Record set:
● ● ● ● ●

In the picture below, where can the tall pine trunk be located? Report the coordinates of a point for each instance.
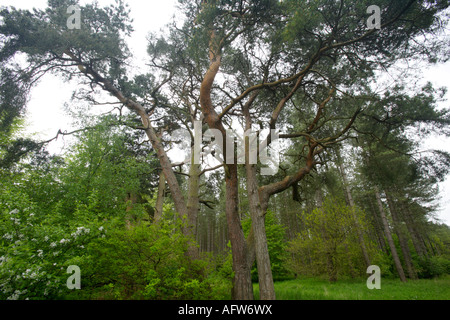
(258, 208)
(362, 243)
(388, 235)
(403, 240)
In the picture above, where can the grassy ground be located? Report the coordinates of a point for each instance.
(356, 289)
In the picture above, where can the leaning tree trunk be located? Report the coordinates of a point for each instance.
(362, 243)
(258, 211)
(242, 282)
(390, 241)
(401, 238)
(160, 199)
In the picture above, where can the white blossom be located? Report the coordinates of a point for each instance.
(8, 236)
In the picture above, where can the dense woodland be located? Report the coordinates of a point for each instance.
(355, 186)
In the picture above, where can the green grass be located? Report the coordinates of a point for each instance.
(356, 289)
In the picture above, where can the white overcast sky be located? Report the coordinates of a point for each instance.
(45, 109)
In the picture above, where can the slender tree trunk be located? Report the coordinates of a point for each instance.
(415, 235)
(362, 243)
(258, 208)
(160, 198)
(401, 238)
(193, 207)
(388, 234)
(378, 227)
(242, 283)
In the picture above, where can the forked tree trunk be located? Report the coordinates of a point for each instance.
(388, 234)
(242, 282)
(362, 243)
(160, 199)
(258, 209)
(398, 227)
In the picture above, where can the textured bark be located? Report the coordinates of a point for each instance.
(160, 198)
(412, 229)
(388, 235)
(193, 207)
(362, 243)
(258, 213)
(175, 190)
(403, 240)
(242, 282)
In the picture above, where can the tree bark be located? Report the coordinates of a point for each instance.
(401, 238)
(258, 212)
(242, 282)
(160, 198)
(361, 241)
(390, 241)
(415, 235)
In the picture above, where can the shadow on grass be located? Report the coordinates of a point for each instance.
(356, 289)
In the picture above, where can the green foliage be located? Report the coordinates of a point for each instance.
(434, 266)
(146, 261)
(276, 242)
(307, 288)
(328, 243)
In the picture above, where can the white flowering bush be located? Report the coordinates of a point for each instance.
(34, 251)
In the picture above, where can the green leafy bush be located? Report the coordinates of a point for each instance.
(146, 261)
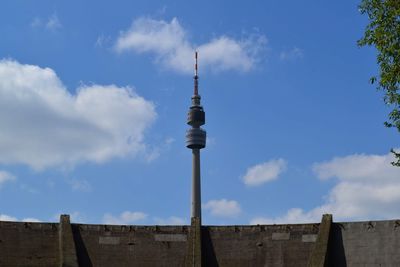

● ● ● ● ●

What to produce:
Transcribe all of the lines above exactly as given. The pictures stay out.

The completed task:
In the picture below, where can the tall pine trunk be located? Report the coordinates of a point for each instance.
(258, 208)
(362, 243)
(388, 235)
(403, 240)
In the picture above, where can the grassy ground be located? Report the coordinates of a point for each instance.
(356, 289)
In the picture above, where can the leaning tree trunk be located? Report the coordinates of a point for each instance.
(362, 243)
(258, 211)
(242, 282)
(390, 241)
(401, 238)
(160, 199)
In the picture above, where can the white blossom be located? Report the coordinates of a point for each instance.
(8, 236)
In the picture above, where can the dense woodland be located? Report the coordinates of a point for each instance.
(355, 186)
In the picture above, where can the green grass be located? Report the coordinates of a point for each instance.
(356, 289)
In the picture above, where can the white overcast sky be located? Report the coordinates of a point for each instance.
(45, 109)
In the picture above, where can the slender tree trunk be located? Report the coordinates of a point for each instance.
(415, 235)
(362, 243)
(258, 208)
(160, 198)
(401, 238)
(193, 207)
(388, 234)
(378, 227)
(242, 283)
In the picture above, where can the forked tree trunk be located? Report the coordinates of a point for each instance.
(388, 234)
(242, 282)
(362, 243)
(160, 199)
(258, 209)
(398, 227)
In the picture above, where can the textured bark be located? Report the coordinates of a point for each instance.
(160, 198)
(412, 229)
(388, 235)
(193, 207)
(362, 243)
(258, 213)
(175, 190)
(403, 240)
(242, 282)
In the picture above, where can the tree bark be located? Report the coordinates of a point for each instance.
(401, 238)
(258, 212)
(242, 282)
(160, 198)
(361, 241)
(390, 241)
(415, 235)
In the picture above, where can the shadow on grass be located? Report the coordinates of a point for each instance.
(356, 289)
In the picture above, where can the green foliage be located? Report the coordinates of a point for each instance.
(434, 266)
(146, 261)
(276, 242)
(307, 288)
(328, 243)
In the picture above, where can the white flowering bush be located? Report the coordinates of a point for each instance.
(34, 251)
In the picture above, where can the green leafy bush be located? Report the coordinates of a point for each instance.
(146, 261)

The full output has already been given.